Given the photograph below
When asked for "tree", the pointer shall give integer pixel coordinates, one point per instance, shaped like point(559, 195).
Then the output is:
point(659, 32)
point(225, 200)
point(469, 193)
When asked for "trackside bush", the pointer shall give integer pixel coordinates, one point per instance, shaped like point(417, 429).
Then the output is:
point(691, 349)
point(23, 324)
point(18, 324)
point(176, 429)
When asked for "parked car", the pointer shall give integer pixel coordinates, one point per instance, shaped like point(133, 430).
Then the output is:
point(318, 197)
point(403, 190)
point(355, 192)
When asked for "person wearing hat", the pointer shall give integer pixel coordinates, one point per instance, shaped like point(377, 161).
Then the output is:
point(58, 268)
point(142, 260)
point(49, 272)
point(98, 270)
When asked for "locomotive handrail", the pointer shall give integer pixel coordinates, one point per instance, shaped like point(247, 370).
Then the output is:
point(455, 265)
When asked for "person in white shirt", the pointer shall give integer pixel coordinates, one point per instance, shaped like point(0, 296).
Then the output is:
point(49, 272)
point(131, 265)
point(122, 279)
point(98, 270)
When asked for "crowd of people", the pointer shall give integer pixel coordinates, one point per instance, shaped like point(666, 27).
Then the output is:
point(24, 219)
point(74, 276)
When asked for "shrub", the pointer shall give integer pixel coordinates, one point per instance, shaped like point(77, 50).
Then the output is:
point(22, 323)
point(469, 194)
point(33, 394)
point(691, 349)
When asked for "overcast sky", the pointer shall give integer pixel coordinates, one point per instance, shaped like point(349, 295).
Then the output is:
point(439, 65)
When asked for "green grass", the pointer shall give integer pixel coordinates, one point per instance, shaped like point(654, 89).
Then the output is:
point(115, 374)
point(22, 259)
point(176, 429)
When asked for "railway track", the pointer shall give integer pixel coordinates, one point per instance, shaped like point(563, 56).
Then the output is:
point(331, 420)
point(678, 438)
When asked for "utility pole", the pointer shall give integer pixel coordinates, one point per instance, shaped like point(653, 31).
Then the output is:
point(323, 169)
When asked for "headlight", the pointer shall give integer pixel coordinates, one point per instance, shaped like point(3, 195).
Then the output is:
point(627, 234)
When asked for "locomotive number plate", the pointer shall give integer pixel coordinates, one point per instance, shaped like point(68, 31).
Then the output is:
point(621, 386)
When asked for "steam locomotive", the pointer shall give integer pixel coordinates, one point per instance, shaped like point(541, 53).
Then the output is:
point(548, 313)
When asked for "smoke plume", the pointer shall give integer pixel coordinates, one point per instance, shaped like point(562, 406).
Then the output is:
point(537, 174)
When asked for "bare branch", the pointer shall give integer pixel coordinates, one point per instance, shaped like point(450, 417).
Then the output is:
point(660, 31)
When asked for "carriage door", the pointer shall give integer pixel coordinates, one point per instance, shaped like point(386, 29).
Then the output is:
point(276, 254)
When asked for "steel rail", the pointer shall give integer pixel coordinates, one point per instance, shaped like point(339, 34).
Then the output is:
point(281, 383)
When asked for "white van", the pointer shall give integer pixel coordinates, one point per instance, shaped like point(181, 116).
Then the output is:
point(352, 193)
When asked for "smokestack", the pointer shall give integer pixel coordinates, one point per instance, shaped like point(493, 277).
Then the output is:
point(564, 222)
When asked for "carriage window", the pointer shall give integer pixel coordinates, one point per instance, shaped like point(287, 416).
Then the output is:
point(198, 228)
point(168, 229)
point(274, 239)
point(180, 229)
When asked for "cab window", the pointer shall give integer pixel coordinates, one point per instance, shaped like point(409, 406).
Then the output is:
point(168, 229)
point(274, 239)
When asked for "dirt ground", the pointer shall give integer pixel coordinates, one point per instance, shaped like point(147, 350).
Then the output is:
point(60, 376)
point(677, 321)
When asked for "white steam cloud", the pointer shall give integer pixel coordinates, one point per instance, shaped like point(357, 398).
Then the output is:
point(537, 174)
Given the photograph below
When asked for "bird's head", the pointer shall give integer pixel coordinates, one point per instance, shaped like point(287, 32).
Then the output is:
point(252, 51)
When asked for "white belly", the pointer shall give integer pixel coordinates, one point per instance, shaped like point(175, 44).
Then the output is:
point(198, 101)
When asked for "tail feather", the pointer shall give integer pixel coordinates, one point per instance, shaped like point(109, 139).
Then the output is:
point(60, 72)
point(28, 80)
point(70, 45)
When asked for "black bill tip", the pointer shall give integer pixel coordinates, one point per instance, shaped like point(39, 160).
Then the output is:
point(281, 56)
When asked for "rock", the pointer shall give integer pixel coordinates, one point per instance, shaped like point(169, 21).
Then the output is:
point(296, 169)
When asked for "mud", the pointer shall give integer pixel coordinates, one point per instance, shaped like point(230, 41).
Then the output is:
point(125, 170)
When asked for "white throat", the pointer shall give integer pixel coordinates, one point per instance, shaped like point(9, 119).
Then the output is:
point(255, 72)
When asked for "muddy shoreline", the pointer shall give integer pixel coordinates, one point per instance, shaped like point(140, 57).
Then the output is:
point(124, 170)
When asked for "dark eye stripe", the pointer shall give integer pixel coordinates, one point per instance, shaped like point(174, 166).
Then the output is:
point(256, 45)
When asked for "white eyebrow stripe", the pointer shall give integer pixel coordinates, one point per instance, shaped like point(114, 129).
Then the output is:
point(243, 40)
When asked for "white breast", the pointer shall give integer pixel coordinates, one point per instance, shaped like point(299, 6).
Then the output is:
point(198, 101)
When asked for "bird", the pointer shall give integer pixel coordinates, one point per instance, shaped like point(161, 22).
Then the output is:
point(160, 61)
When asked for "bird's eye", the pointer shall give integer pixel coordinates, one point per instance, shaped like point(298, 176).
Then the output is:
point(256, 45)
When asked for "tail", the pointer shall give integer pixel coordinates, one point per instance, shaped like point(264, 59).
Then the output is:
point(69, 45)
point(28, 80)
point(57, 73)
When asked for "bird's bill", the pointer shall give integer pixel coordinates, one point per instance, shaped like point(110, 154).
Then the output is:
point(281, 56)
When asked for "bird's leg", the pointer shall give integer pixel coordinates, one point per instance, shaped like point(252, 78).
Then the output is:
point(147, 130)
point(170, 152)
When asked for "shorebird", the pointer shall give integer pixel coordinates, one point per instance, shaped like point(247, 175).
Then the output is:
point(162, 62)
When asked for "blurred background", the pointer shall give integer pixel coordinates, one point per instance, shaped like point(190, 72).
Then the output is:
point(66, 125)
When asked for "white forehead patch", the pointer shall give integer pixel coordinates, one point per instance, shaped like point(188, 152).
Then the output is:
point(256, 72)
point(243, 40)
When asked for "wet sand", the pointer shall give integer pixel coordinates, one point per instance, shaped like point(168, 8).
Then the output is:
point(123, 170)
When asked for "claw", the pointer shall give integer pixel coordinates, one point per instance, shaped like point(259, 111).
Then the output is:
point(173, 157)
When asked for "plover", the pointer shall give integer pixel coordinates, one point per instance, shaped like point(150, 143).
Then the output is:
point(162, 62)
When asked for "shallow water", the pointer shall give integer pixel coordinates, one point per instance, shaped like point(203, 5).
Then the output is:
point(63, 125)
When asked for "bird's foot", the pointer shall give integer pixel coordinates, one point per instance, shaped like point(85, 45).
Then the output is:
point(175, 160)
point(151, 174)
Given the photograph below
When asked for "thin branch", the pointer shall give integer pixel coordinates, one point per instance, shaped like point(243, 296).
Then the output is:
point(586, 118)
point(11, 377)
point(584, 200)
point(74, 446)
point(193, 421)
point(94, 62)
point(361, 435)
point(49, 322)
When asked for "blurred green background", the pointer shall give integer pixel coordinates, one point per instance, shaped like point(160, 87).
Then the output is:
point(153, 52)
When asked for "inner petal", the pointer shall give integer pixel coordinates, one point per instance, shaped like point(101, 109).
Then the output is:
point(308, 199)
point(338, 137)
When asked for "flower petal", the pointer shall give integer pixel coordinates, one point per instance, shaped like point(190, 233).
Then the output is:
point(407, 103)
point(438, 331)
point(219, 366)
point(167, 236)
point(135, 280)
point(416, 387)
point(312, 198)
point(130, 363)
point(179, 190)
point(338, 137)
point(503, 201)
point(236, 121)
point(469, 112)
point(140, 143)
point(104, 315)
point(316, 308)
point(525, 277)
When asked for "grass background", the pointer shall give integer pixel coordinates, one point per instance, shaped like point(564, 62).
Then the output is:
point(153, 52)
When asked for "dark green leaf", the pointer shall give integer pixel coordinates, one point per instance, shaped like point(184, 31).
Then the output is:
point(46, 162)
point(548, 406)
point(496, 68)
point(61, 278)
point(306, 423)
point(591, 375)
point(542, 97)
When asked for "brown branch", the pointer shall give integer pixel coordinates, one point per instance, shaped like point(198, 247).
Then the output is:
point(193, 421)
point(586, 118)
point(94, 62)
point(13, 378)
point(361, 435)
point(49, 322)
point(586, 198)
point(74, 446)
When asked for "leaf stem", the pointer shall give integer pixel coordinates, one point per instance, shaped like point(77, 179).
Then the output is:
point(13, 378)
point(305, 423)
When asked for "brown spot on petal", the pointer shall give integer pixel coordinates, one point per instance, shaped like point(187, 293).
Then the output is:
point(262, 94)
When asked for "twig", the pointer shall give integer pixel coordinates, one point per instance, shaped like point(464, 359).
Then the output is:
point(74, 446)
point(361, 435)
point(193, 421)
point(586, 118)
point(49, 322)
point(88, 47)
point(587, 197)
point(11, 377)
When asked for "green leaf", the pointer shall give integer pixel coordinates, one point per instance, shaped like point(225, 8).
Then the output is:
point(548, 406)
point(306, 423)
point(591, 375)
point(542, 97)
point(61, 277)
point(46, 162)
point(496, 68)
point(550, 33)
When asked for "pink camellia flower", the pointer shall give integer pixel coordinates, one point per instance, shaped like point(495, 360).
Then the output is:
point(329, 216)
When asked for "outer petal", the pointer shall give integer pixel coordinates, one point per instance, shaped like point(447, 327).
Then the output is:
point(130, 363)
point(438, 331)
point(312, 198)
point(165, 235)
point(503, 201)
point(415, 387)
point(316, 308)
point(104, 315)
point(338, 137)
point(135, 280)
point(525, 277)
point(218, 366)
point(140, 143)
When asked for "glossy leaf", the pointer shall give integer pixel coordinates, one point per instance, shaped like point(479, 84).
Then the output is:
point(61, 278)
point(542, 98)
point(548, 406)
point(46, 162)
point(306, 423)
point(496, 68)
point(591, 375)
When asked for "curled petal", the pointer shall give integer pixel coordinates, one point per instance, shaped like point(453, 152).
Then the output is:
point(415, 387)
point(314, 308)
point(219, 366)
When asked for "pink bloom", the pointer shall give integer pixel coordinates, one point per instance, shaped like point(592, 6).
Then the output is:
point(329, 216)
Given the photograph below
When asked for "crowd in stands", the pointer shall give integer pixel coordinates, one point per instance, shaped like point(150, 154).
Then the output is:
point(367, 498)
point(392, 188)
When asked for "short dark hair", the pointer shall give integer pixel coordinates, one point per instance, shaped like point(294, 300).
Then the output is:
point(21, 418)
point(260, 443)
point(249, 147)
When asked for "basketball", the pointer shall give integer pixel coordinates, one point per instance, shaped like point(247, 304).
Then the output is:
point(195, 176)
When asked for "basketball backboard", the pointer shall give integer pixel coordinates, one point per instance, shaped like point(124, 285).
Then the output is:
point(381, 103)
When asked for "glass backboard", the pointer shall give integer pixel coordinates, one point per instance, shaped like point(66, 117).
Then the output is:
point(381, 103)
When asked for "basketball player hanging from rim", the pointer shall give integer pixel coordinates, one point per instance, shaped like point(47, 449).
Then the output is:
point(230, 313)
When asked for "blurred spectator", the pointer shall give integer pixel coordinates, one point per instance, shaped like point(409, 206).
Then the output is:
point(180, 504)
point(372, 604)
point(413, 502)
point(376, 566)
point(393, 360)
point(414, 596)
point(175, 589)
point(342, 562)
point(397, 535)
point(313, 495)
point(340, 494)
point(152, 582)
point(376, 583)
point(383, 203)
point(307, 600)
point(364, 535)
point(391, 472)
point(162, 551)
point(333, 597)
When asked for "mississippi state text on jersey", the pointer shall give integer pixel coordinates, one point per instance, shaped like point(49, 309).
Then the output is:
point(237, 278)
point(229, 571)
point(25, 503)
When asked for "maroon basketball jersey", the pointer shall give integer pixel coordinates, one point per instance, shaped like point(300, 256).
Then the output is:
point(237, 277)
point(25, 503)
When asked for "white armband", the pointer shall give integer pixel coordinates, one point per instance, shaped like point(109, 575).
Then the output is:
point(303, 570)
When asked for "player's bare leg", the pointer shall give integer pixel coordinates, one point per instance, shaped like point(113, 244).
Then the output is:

#####

» **Written problem**:
Look above for the line that holds "like point(300, 256).", then copy it and each line after it exactly, through the last line of the data.

» **Exercise answer**:
When asked for "maroon basketball jersey", the pointer shall give integer pixel coordinates, one point per instance, shaped like point(300, 256).
Then the output is:
point(237, 277)
point(25, 503)
When asked for "white armband", the pointer shall give integer pixel coordinates, one point per instance, shaped like point(109, 575).
Then the output is:
point(303, 570)
When asked for "player's bare leg", the pointer shall give integer pixel coordinates, one point per instance, shaped like point(113, 244).
Then the output is:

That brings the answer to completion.